Reproduce every line of the material below without any changes, but leave out the pictures.

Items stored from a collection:

===

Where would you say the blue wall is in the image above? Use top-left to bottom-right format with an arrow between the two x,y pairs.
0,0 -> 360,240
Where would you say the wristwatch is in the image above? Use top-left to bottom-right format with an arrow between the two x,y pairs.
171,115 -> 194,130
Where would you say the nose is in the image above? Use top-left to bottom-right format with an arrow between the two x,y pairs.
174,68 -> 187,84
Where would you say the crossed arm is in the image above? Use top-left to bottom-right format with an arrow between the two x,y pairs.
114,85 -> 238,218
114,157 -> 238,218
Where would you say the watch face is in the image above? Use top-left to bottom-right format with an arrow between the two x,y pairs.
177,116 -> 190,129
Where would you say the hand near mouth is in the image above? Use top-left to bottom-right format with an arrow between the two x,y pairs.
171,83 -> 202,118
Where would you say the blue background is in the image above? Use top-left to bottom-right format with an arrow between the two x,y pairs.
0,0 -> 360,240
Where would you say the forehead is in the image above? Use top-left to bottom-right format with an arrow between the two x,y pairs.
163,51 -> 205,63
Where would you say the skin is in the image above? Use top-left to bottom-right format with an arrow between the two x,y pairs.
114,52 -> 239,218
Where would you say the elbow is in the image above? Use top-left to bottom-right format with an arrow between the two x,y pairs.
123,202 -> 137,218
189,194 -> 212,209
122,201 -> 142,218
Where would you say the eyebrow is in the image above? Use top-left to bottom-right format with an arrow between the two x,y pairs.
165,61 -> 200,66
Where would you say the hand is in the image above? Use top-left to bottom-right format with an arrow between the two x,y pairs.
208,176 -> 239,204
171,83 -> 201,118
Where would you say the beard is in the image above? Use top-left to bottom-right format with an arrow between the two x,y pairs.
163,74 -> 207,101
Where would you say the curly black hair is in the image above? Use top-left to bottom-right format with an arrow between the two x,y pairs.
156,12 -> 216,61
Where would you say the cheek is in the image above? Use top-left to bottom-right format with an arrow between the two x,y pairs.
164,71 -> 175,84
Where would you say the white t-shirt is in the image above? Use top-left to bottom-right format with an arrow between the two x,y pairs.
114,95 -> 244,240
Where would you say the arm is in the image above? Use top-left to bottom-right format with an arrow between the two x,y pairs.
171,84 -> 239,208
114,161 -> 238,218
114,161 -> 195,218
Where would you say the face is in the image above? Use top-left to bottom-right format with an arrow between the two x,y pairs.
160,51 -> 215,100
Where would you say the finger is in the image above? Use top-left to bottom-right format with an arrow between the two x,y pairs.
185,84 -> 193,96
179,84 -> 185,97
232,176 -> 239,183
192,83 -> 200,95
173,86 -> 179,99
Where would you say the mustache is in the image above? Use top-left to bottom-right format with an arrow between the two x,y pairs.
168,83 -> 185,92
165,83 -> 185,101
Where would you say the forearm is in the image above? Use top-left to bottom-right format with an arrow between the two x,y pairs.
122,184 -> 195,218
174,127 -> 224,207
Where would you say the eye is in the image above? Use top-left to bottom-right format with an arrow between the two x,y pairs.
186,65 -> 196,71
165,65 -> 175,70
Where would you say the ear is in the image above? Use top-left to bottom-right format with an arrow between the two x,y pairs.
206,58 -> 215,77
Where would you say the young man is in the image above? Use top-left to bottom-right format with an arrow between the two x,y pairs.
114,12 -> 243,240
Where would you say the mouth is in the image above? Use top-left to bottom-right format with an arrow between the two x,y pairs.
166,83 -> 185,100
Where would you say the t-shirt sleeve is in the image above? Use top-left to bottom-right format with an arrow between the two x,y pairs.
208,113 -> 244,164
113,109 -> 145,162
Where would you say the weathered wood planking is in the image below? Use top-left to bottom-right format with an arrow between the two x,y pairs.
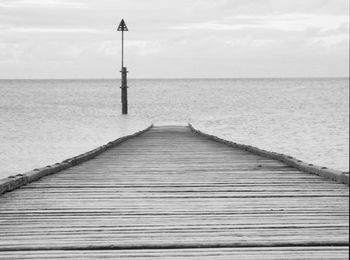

===

__RESPONSE__.
Where would you say the blue wall is in the image above? Use top-left to bottom-right format with an arrow between the two x,y pairs.
0,0 -> 360,240
Where would you say the wristwatch is in the image above? Use top-left to bottom-right format with an arrow between the two x,y pairs.
171,115 -> 194,130
Where would you say the nose is in the image above? Use top-left to bottom-right format with an arrow between the two x,y pairs.
174,68 -> 187,84
Where would you say the crossed arm is in the image above? Use top-left to bottom-right format with an arrow between the two x,y pairs.
114,85 -> 238,218
114,157 -> 238,218
Where would you say the watch face is in the image above? Use top-left to bottom-right format with an arrow between the two x,y pairs.
177,116 -> 190,129
Where would you say the hand near mouth is in the image above? Use top-left to bottom-right format with an arrow between the two x,y pairs.
171,83 -> 202,118
Where would you say the blue background is in the image above? Use top-left to bottom-right format with an arrow between the two x,y pairs.
0,0 -> 360,240
Where would you say the forehead is in the image above? Use top-left to bottom-right format with an arrow between the two x,y pairs.
163,51 -> 205,63
Where would you say the skin is in the image above? Use top-left to bottom-right format with an arrow between the two x,y pairs.
114,52 -> 239,218
Where would you say the elbow is in the image above? Use top-left to bottom-right format with an arrow between the two x,y pairs.
123,202 -> 137,218
189,194 -> 212,209
122,201 -> 142,218
Where would you say the eyebrow is in the image above? Use top-left to bottom-right format with an arrow between the two x,y pairs.
165,61 -> 200,66
Where would you say the hand is in the image above? Use top-left to bottom-right format with an arrow between the two x,y pairs.
208,176 -> 239,204
171,83 -> 201,118
Where would you say the beard is in the image above? Use top-left to bottom-right format with an arrow between the two x,y pairs.
163,74 -> 207,101
Where would you say the curly black hair is in the image above? Use top-left to bottom-right format with an arrow between the two x,y pairs.
156,12 -> 216,61
Where would you say the cheek is in the image above? Use top-left to bottom-right format with an arrow between the two x,y pairs.
164,71 -> 175,84
Where would you say the white t-shirt is in the image above? Use top-left to bottom-right format with an arrow between the two x,y pairs.
114,95 -> 244,240
Where would you say the arm is in the image above? Use top-left to bottom-right format with an arrow between the two x,y pairs.
171,84 -> 239,208
114,161 -> 238,218
114,161 -> 195,218
Where would you say the face is in the image above? Use top-left to bottom-right format with an arrow between the two x,y pairs.
160,51 -> 215,100
Where would you say the finger is in the image above? Use top-left to bottom-right format with an arrow between the two x,y pairs.
185,84 -> 193,96
179,84 -> 185,97
232,176 -> 239,183
192,83 -> 200,95
173,86 -> 179,99
Where would you say the mustache is in the image above? Use top-left to bottom-right format with an arrow between the two x,y pairs.
168,83 -> 185,92
165,83 -> 185,101
Where would you say the forearm is in the image above? Use top-left to bottom-right format with an arrow between the two x,y pairs.
122,184 -> 195,218
174,127 -> 224,207
Where would you say the eye is in the image above? Use top-left to bottom-right format with an arrow between the two x,y pairs.
186,65 -> 196,71
165,65 -> 175,70
Where would you say the ear is in the image above? Use top-left to bottom-right format with an arrow between the two x,y pairs.
206,58 -> 215,77
Where would you say the young man is in the image above? Use top-left to bottom-right format with an arrow between the two x,y pairs.
114,12 -> 243,240
Where would you say the mouth is in the image above? Use top-left to bottom-right format with an arrow between the two x,y pairs.
166,83 -> 185,100
Where would you say the t-shirt sleeve is in the image above? Use top-left to bottom-right format with an arrow between the two x,y pairs.
208,113 -> 244,164
113,109 -> 145,162
Where would you say the weathered wood planking is in the image below? Use top-left to bottom-right format with an arrow between the two x,y pairs.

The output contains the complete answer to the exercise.